## YOUR GOAL
Give back all of the data exactly as it appears here.
* * * * * * * * *
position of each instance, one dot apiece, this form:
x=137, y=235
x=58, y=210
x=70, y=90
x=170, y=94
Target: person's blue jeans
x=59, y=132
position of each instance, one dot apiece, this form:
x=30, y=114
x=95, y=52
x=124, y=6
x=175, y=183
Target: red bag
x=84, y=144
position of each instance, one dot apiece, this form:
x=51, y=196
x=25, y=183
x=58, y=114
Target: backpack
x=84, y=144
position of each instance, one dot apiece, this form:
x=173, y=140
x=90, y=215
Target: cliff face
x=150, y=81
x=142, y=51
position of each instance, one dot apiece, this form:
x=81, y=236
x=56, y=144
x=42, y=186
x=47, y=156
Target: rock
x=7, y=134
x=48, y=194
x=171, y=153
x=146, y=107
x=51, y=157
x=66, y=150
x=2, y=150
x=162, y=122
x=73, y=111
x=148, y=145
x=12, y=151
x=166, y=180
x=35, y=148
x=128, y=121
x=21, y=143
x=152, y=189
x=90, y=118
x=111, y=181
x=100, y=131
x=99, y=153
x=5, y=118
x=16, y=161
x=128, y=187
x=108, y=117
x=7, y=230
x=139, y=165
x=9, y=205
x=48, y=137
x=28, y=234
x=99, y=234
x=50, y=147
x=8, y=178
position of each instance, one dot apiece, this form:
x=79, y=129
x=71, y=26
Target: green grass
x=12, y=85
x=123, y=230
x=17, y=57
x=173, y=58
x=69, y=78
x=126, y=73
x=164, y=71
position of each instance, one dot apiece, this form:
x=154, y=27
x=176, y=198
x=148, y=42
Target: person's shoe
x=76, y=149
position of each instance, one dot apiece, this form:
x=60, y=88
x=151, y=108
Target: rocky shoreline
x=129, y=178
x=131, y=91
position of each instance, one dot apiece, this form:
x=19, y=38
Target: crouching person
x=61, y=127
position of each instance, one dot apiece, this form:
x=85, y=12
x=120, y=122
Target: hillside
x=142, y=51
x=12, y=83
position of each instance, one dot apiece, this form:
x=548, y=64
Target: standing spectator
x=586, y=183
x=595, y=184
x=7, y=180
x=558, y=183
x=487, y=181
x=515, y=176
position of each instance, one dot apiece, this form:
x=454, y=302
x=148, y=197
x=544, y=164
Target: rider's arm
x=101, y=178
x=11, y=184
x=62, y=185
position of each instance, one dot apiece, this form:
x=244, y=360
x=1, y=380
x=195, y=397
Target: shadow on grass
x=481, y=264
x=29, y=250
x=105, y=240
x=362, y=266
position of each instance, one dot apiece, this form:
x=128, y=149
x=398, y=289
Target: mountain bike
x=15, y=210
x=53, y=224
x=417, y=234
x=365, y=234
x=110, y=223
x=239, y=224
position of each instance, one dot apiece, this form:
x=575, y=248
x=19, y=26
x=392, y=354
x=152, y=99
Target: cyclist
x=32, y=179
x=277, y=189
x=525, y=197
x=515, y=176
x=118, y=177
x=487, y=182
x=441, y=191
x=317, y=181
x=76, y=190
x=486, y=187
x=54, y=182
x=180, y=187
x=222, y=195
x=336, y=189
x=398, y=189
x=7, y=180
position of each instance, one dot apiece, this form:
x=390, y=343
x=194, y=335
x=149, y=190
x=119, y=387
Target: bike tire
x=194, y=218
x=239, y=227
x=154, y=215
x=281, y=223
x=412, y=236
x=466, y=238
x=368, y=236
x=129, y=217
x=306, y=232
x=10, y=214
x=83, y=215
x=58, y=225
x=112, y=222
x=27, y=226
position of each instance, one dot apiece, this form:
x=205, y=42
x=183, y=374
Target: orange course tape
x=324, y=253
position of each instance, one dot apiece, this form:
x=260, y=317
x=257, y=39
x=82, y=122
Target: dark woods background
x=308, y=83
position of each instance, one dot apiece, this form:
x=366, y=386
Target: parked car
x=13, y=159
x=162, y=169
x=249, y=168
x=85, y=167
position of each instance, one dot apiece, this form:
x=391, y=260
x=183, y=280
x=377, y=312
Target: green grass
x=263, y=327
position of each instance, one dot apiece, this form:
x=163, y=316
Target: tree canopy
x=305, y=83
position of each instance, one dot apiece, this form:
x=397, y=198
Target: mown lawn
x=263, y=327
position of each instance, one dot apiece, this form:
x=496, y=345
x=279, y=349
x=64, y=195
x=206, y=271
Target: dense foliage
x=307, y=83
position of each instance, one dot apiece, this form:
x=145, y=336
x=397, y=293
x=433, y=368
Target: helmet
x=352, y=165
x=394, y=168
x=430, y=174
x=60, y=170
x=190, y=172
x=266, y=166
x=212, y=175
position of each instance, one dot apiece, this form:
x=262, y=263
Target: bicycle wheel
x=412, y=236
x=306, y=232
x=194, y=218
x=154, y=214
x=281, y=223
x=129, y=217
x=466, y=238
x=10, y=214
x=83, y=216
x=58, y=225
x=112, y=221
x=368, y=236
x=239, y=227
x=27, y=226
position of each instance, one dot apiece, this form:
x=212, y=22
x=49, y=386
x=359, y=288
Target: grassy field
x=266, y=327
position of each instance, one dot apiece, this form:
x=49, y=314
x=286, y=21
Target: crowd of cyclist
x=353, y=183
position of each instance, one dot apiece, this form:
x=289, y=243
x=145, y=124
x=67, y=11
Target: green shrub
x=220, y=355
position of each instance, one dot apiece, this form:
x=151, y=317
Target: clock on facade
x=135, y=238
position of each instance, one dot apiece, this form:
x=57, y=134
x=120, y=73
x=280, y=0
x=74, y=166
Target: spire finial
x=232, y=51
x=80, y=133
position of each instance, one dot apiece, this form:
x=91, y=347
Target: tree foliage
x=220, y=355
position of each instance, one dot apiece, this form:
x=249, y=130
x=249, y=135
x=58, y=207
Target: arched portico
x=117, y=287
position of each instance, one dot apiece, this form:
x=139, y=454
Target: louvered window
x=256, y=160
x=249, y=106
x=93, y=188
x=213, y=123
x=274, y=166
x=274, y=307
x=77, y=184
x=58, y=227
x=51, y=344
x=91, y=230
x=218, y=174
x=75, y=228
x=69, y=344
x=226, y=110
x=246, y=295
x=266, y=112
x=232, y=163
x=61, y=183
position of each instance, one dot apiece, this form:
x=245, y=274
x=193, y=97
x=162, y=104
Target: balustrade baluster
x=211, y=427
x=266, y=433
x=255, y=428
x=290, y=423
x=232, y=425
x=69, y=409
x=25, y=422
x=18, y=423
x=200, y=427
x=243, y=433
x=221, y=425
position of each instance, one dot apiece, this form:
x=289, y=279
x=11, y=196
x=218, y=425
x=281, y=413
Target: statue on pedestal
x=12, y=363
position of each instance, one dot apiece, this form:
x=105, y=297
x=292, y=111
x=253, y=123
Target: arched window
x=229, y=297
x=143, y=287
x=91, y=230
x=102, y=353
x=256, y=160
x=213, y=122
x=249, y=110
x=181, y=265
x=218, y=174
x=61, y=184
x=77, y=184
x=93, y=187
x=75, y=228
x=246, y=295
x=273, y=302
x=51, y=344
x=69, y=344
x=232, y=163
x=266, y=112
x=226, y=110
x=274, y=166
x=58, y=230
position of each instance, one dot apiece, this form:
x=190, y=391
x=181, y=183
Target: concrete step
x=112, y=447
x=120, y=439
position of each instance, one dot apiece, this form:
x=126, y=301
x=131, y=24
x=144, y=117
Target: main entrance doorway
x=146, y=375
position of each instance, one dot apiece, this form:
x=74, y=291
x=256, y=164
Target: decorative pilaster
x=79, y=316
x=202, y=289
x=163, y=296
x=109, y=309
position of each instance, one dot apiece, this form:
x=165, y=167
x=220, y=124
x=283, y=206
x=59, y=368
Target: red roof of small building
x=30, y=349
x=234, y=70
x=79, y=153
* * * * * * * * *
## ANSWER SPACE
position of each instance, one dot apiece, this form:
x=137, y=235
x=58, y=210
x=70, y=90
x=170, y=94
Target: person's blue jeans
x=59, y=132
position of each instance, one dot apiece, this form:
x=30, y=114
x=95, y=52
x=124, y=6
x=175, y=183
Target: red bag
x=84, y=144
position of each instance, one dot apiece, this form:
x=51, y=196
x=25, y=183
x=58, y=114
Target: backpack
x=84, y=144
position of each instance, one dot apiece, this form:
x=173, y=140
x=90, y=215
Target: cliff face
x=150, y=81
x=142, y=51
position of each instance, one dot apiece, this form:
x=81, y=236
x=56, y=144
x=42, y=186
x=47, y=156
Target: rock
x=7, y=134
x=48, y=194
x=171, y=153
x=146, y=107
x=51, y=157
x=66, y=150
x=2, y=150
x=162, y=122
x=73, y=111
x=148, y=145
x=12, y=151
x=166, y=180
x=35, y=148
x=128, y=121
x=21, y=143
x=152, y=189
x=90, y=118
x=111, y=181
x=100, y=131
x=99, y=153
x=5, y=118
x=16, y=161
x=128, y=187
x=108, y=117
x=7, y=230
x=139, y=165
x=9, y=205
x=48, y=137
x=28, y=234
x=99, y=234
x=50, y=147
x=8, y=178
position of each instance, one dot apiece, this form:
x=79, y=129
x=71, y=26
Target: green grass
x=12, y=85
x=123, y=230
x=17, y=57
x=173, y=58
x=69, y=78
x=126, y=73
x=164, y=71
position of each instance, one dot apiece, this form:
x=154, y=27
x=176, y=198
x=148, y=42
Target: person's shoe
x=76, y=149
position of each instance, one dot apiece, this form:
x=60, y=88
x=151, y=108
Target: rocky shoreline
x=129, y=178
x=131, y=91
position of each instance, one dot apiece, this form:
x=19, y=38
Target: crouching person
x=61, y=127
position of each instance, one dot apiece, this form:
x=85, y=12
x=120, y=122
Target: hillside
x=142, y=51
x=12, y=83
position of each instance, one dot apiece, this form:
x=548, y=64
Target: standing spectator
x=586, y=183
x=595, y=184
x=7, y=180
x=558, y=183
x=487, y=181
x=515, y=176
position of each instance, one dot apiece, this form:
x=454, y=302
x=148, y=197
x=544, y=164
Target: rider's arm
x=101, y=178
x=11, y=184
x=62, y=185
position of each instance, one dot apiece, this form:
x=244, y=360
x=1, y=380
x=195, y=397
Target: shadow on grass
x=481, y=264
x=29, y=250
x=105, y=240
x=362, y=266
position of each instance, one dot apiece, this form:
x=128, y=149
x=398, y=289
Target: mountain bike
x=15, y=210
x=53, y=224
x=417, y=234
x=365, y=234
x=110, y=223
x=239, y=224
position of each instance, one dot apiece, this form:
x=575, y=248
x=19, y=26
x=392, y=354
x=152, y=99
Target: cyclist
x=32, y=179
x=277, y=189
x=525, y=197
x=515, y=176
x=118, y=177
x=487, y=182
x=441, y=191
x=317, y=181
x=76, y=190
x=486, y=187
x=54, y=182
x=180, y=187
x=222, y=195
x=336, y=189
x=398, y=189
x=7, y=180
position of each instance, one dot apiece, this form:
x=390, y=343
x=194, y=335
x=149, y=190
x=119, y=387
Target: bike tire
x=194, y=218
x=239, y=227
x=154, y=215
x=281, y=223
x=412, y=236
x=466, y=238
x=368, y=236
x=129, y=217
x=306, y=232
x=10, y=214
x=83, y=215
x=58, y=225
x=112, y=222
x=27, y=226
position of each instance, one dot apiece, this form:
x=205, y=42
x=183, y=374
Target: orange course tape
x=324, y=253
position of each instance, one dot apiece, this form:
x=260, y=317
x=257, y=39
x=82, y=122
Target: dark woods background
x=308, y=83
position of each instance, one dot apiece, this form:
x=366, y=386
Target: parked car
x=13, y=159
x=162, y=169
x=249, y=168
x=85, y=167
position of each instance, one dot apiece, this form:
x=391, y=260
x=183, y=280
x=377, y=312
Target: green grass
x=263, y=327
position of each instance, one dot apiece, this form:
x=163, y=316
Target: tree canopy
x=305, y=83
position of each instance, one dot apiece, this form:
x=397, y=198
Target: mown lawn
x=263, y=327
position of each instance, one dot apiece, this form:
x=496, y=345
x=279, y=349
x=64, y=195
x=206, y=271
Target: dense foliage
x=307, y=83
position of each instance, one dot apiece, this form:
x=145, y=336
x=397, y=293
x=433, y=368
Target: helmet
x=352, y=165
x=394, y=168
x=430, y=174
x=60, y=170
x=190, y=172
x=266, y=166
x=212, y=175
position of each instance, one dot apiece, this form:
x=262, y=263
Target: bicycle wheel
x=412, y=236
x=306, y=232
x=194, y=218
x=154, y=214
x=281, y=223
x=129, y=217
x=466, y=238
x=10, y=214
x=83, y=216
x=58, y=225
x=112, y=221
x=368, y=236
x=239, y=227
x=27, y=226
position of each instance, one dot apiece, this form:
x=212, y=22
x=49, y=386
x=359, y=288
Target: grassy field
x=266, y=327
position of each instance, one dot apiece, this form:
x=49, y=314
x=286, y=21
Target: crowd of cyclist
x=353, y=183
position of each instance, one dot apiece, this form:
x=289, y=243
x=145, y=124
x=67, y=11
Target: green shrub
x=220, y=355
position of each instance, one dot apiece, this form:
x=151, y=317
Target: clock on facade
x=135, y=238
position of each instance, one dot apiece, this form:
x=57, y=134
x=120, y=73
x=280, y=0
x=74, y=166
Target: spire finial
x=232, y=51
x=80, y=133
position of each instance, one dot apiece, this form:
x=91, y=347
Target: tree foliage
x=220, y=355
position of each instance, one dot apiece, this form:
x=249, y=130
x=249, y=135
x=58, y=207
Target: arched portico
x=117, y=287
position of each instance, one dot apiece, this form:
x=139, y=454
Target: louvered window
x=256, y=160
x=249, y=106
x=93, y=188
x=213, y=123
x=274, y=166
x=274, y=307
x=77, y=184
x=58, y=227
x=51, y=344
x=91, y=230
x=218, y=174
x=75, y=228
x=69, y=344
x=226, y=110
x=246, y=295
x=266, y=112
x=232, y=163
x=61, y=183
position of each instance, one dot apiece, this form:
x=245, y=274
x=193, y=97
x=162, y=104
Target: balustrade baluster
x=211, y=427
x=266, y=433
x=255, y=428
x=290, y=423
x=232, y=425
x=69, y=409
x=25, y=422
x=18, y=423
x=200, y=427
x=243, y=433
x=221, y=425
position of each instance, one dot apiece, this form:
x=289, y=279
x=11, y=196
x=218, y=425
x=281, y=413
Target: statue on pedestal
x=12, y=363
position of each instance, one dot apiece, this form:
x=105, y=297
x=292, y=111
x=253, y=123
Target: arched window
x=229, y=297
x=143, y=287
x=91, y=230
x=102, y=353
x=256, y=160
x=213, y=122
x=249, y=110
x=181, y=265
x=218, y=174
x=61, y=184
x=77, y=184
x=93, y=187
x=75, y=228
x=246, y=295
x=273, y=302
x=51, y=344
x=69, y=344
x=232, y=163
x=266, y=112
x=226, y=110
x=274, y=166
x=58, y=230
position of each instance, one dot apiece, this form:
x=190, y=391
x=181, y=183
Target: concrete step
x=112, y=447
x=120, y=439
position of each instance, one dot apiece, this form:
x=126, y=301
x=131, y=24
x=144, y=117
Target: main entrance doorway
x=146, y=375
position of each instance, one dot apiece, this form:
x=74, y=291
x=256, y=164
Target: decorative pilaster
x=79, y=316
x=202, y=289
x=163, y=296
x=109, y=309
position of each instance, one dot apiece, this form:
x=165, y=167
x=220, y=124
x=283, y=206
x=59, y=368
Target: red roof of small building
x=30, y=349
x=234, y=70
x=79, y=153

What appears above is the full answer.